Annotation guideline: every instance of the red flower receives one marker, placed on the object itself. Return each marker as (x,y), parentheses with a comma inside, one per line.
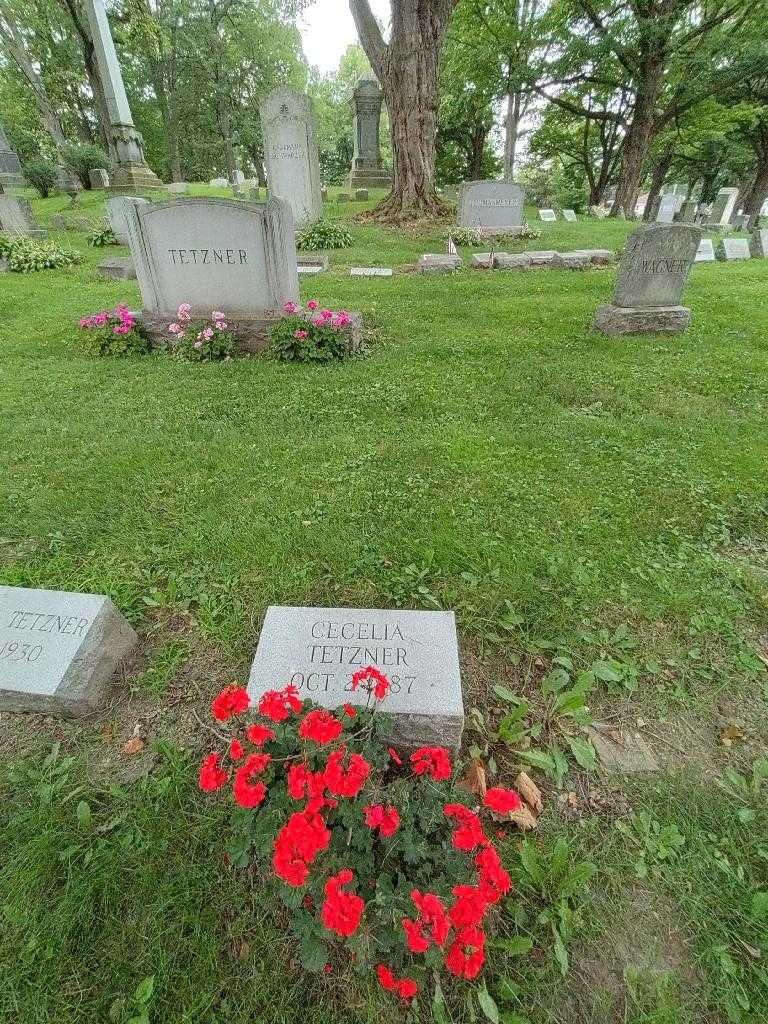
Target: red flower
(371,672)
(321,726)
(432,925)
(259,734)
(406,987)
(469,833)
(211,776)
(467,954)
(341,911)
(502,801)
(495,881)
(231,700)
(387,820)
(296,846)
(346,782)
(246,791)
(432,761)
(278,705)
(470,906)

### [Given task]
Copy every item above word for word, leaving out the pictures.

### [Task response]
Annotation guideline: every instance of the red flower receives one marker, placed on the object itself. Return each marker as (x,y), parentheses with a comma inside, one per line.
Target: red flower
(371,672)
(321,726)
(432,925)
(259,734)
(406,987)
(469,833)
(211,776)
(467,954)
(341,911)
(502,801)
(495,881)
(231,700)
(387,820)
(296,846)
(346,782)
(246,791)
(432,761)
(278,705)
(470,906)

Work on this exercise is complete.